> **To do**: Repeat the material exactly as it appears.
## Start Task input
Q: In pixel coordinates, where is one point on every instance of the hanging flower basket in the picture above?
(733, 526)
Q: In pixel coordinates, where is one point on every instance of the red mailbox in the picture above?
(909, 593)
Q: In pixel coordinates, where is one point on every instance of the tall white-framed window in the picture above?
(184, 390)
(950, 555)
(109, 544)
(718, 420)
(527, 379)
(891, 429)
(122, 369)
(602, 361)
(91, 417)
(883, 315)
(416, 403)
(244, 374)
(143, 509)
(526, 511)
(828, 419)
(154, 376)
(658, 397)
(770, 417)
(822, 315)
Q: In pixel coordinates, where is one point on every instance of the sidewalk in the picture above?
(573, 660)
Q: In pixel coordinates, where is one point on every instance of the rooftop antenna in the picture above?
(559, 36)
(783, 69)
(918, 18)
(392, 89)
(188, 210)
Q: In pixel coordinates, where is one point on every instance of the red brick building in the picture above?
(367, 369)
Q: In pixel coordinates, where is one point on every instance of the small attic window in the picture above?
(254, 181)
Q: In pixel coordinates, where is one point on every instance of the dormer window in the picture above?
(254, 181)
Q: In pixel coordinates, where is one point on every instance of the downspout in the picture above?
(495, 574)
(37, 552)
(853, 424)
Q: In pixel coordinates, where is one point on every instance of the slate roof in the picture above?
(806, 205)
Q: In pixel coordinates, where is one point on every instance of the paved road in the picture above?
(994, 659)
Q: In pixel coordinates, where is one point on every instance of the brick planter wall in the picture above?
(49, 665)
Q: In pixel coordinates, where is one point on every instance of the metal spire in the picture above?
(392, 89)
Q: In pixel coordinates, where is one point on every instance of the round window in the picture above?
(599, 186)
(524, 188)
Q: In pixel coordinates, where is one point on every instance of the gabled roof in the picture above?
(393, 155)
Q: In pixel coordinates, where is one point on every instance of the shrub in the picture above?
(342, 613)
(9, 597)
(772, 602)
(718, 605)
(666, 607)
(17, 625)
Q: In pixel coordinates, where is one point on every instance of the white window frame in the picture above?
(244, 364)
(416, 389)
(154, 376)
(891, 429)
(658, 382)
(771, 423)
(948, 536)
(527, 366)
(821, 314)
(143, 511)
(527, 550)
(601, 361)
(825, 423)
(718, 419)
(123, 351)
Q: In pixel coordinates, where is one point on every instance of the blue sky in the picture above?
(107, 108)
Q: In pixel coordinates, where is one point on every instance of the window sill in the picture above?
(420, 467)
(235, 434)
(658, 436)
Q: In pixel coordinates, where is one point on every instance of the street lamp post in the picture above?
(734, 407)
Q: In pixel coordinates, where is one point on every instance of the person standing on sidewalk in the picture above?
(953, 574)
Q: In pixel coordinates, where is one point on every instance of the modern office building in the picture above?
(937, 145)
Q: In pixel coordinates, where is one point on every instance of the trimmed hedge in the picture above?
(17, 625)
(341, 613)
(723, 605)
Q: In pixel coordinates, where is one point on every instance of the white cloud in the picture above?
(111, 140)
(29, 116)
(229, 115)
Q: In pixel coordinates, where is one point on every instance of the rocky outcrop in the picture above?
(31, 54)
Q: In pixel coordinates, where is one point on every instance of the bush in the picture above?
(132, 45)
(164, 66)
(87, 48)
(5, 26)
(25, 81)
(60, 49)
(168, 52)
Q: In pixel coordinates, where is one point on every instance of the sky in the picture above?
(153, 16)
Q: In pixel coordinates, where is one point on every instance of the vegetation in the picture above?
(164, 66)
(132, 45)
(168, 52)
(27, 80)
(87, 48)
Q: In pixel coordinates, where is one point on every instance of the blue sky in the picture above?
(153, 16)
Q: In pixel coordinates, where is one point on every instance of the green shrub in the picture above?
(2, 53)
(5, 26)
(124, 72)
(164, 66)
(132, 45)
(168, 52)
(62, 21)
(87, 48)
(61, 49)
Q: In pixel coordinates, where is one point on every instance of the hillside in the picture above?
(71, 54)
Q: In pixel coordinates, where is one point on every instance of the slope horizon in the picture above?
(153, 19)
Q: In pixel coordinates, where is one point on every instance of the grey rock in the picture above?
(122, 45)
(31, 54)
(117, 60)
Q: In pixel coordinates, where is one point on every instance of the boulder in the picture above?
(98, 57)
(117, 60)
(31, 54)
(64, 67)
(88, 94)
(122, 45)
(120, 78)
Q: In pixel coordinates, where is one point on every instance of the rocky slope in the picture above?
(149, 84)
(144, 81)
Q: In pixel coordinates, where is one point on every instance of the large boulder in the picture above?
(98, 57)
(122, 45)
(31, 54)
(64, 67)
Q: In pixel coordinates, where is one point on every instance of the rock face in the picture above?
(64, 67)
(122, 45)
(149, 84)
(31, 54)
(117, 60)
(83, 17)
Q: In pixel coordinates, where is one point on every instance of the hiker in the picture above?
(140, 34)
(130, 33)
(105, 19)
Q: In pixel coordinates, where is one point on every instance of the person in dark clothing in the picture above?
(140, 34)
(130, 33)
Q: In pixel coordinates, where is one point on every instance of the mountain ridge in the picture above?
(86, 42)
## End Task input
> **Finished task**:
Q: In pixel coordinates, where is one point on every instance of the hanging flower basket in the picture above?
(733, 526)
Q: In pixel coordinates, where is one point on every instance of the red mailbox in the picture above?
(909, 593)
Q: In pixel coordinates, where is one point on every instance of the tall white-framed window in the picture above?
(184, 390)
(950, 555)
(109, 544)
(718, 420)
(527, 379)
(891, 429)
(122, 369)
(602, 361)
(91, 417)
(883, 315)
(416, 403)
(244, 374)
(143, 509)
(526, 511)
(828, 419)
(154, 376)
(658, 397)
(770, 417)
(822, 315)
Q: In pixel coordinates, where is one point on every instance of the sidewalk in the picture above?
(573, 660)
Q: In pixel coordinates, where is one point on every instance of the rooftop antenna in the picture above?
(559, 36)
(783, 69)
(918, 18)
(392, 89)
(188, 210)
Q: In pixel coordinates, where is one point on every instance of the red brick building in the picture above?
(367, 369)
Q: In pixel coordinates, where is one point on every instance of the small attic window in the picture above?
(254, 181)
Q: In pixel coordinates, where is one point on every instance of the dormer window in the picture above?
(254, 181)
Q: In pixel coordinates, where is one point on every instance of the downspout in the picture above?
(495, 574)
(37, 552)
(853, 424)
Q: In pixel coordinates, where is one point on every instance of the slate roof in the picture above?
(806, 205)
Q: In pixel coordinates, where is one point on every instance of the paved road in the picture above?
(994, 659)
Q: In pixel coordinates, where is one point on every instance of the brick planter wall in the picture above?
(49, 665)
Q: In pixel coordinates, where is one point on every instance of the metal spire in the picture above?
(392, 89)
Q: In pixel coordinates, where is one point on every instance of the round window in the picture above?
(599, 186)
(524, 188)
Q: In pixel coordinates, where is one point on every instance of the gabled roof in the picture above?
(393, 155)
Q: In pixel coordinates, where is one point on every instance of the shrub in the picture above?
(342, 613)
(9, 597)
(772, 602)
(718, 605)
(666, 607)
(17, 625)
Q: In pixel coordinates, where is one point on every instance of the white window frame in the picture above?
(244, 364)
(416, 389)
(154, 376)
(891, 429)
(658, 382)
(771, 423)
(948, 536)
(527, 366)
(821, 314)
(143, 511)
(527, 550)
(601, 361)
(825, 423)
(718, 419)
(123, 351)
Q: In pixel coordinates, where is one point on every instance of the blue sky in the picture above?
(107, 108)
Q: In pixel coordinates, where is one point on every instance of the window sill in the picture above?
(420, 467)
(235, 434)
(658, 436)
Q: In pixel coordinates, where is one point on every instance of the street lamp post in the picture above?
(734, 407)
Q: In pixel coordinates, where is one point on every instance of the person standing on sidewalk in the picture above?
(953, 574)
Q: In pixel coordinates, where is one point on every instance of the modern office building in the picture above?
(937, 145)
Q: In pixel coordinates, where is one point on every instance of the trimmed hedge in the picture above?
(17, 625)
(341, 613)
(723, 605)
Q: In pixel coordinates, where is one point on every instance of the white cloud in the picture above?
(111, 140)
(29, 116)
(229, 115)
Q: In pixel coordinates, where is one point on every instance of the rocky outcrop in the picture above?
(31, 54)
Q: In pixel coordinates, where is one point on every instance of the bush in the picture above?
(132, 45)
(164, 66)
(87, 48)
(5, 26)
(25, 81)
(60, 49)
(168, 52)
Q: In pixel coordinates, where is one point on every instance of the sky in the picture above?
(153, 16)
Q: In pixel coordinates, where is one point on every instance of the vegetation in the picture above?
(164, 66)
(132, 45)
(168, 52)
(27, 80)
(87, 48)
Q: In pixel coordinates, where is one point on every instance of the blue sky in the picture above?
(153, 16)
Q: In pixel coordinates, where is one point on every instance of the green shrub in the picture above?
(2, 53)
(5, 26)
(124, 72)
(164, 66)
(132, 45)
(168, 52)
(62, 21)
(87, 48)
(61, 49)
Q: In pixel coordinates, where is one point on every instance of the hillside in the picture above?
(71, 54)
Q: In pixel coordinates, where is one point on every instance of the slope horizon in the picture above?
(153, 19)
Q: In pixel coordinates, where is one point on every instance of the grey rock in the picture above?
(122, 45)
(31, 54)
(117, 60)
Q: In pixel coordinates, where is one point on every instance of the boulder in the picture above?
(98, 57)
(117, 60)
(31, 54)
(64, 67)
(88, 94)
(122, 45)
(120, 78)
Q: In pixel coordinates, where is one point on every instance of the rocky slope in the picture above?
(149, 84)
(144, 81)
Q: In pixel coordinates, where is one point on every instance of the large boulder in the picture above?
(98, 57)
(122, 45)
(31, 54)
(64, 67)
Q: In pixel coordinates, where is one point on every instance of the rock face in the picture above?
(64, 67)
(122, 45)
(149, 84)
(31, 54)
(117, 60)
(83, 17)
Q: In pixel coordinates, where is one point on every instance of the hiker in the picture above?
(140, 34)
(130, 33)
(105, 19)
Q: In pixel coordinates, where is one point on every instance of the person in dark clothing in the picture above?
(140, 34)
(130, 33)
Q: In pixel coordinates, where is one point on every instance of the mountain ridge in the picture above?
(86, 42)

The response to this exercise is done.